TASK DETAILS.
Put every line of the listing below into a JSON list of strings, one string per line, with blank lines skipped and the pictures left out.

— start RAW DATA —

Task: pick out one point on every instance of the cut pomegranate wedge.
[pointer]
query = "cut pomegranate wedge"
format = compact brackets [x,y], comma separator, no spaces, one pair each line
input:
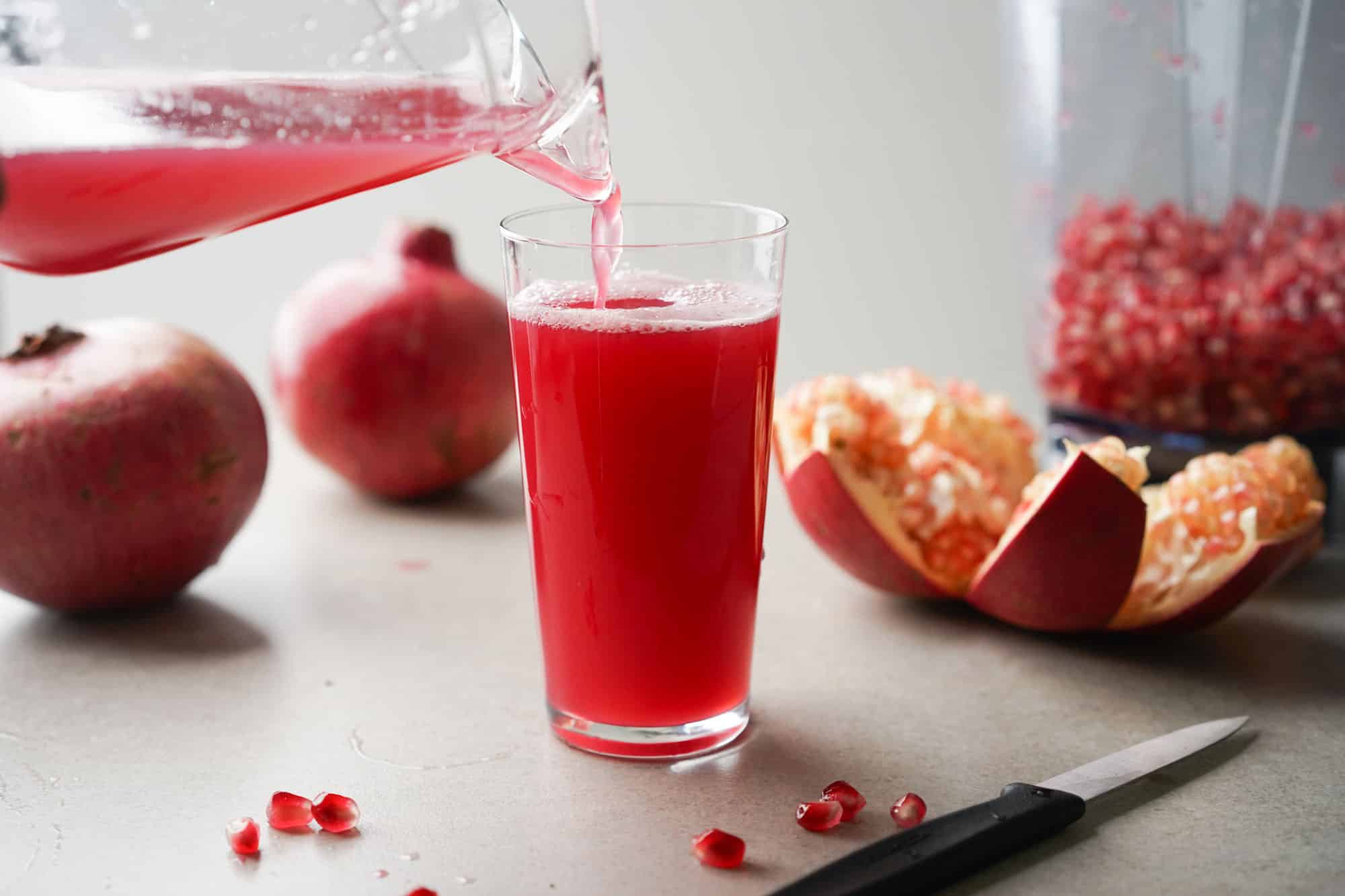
[1071,552]
[905,485]
[1219,530]
[909,487]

— end RAW DATA —

RESULT OF THIS EXERCISE.
[
  "Task: pick out one point on every instance of the cut pomegranate wedge.",
  "[pointer]",
  "query = \"cut pomegranate wedge\"",
  "format = compact brackets [x,y], comma separator, no spaces, one pair each line",
  "input:",
  "[1071,552]",
  "[905,485]",
  "[1219,530]",
  "[909,487]"
]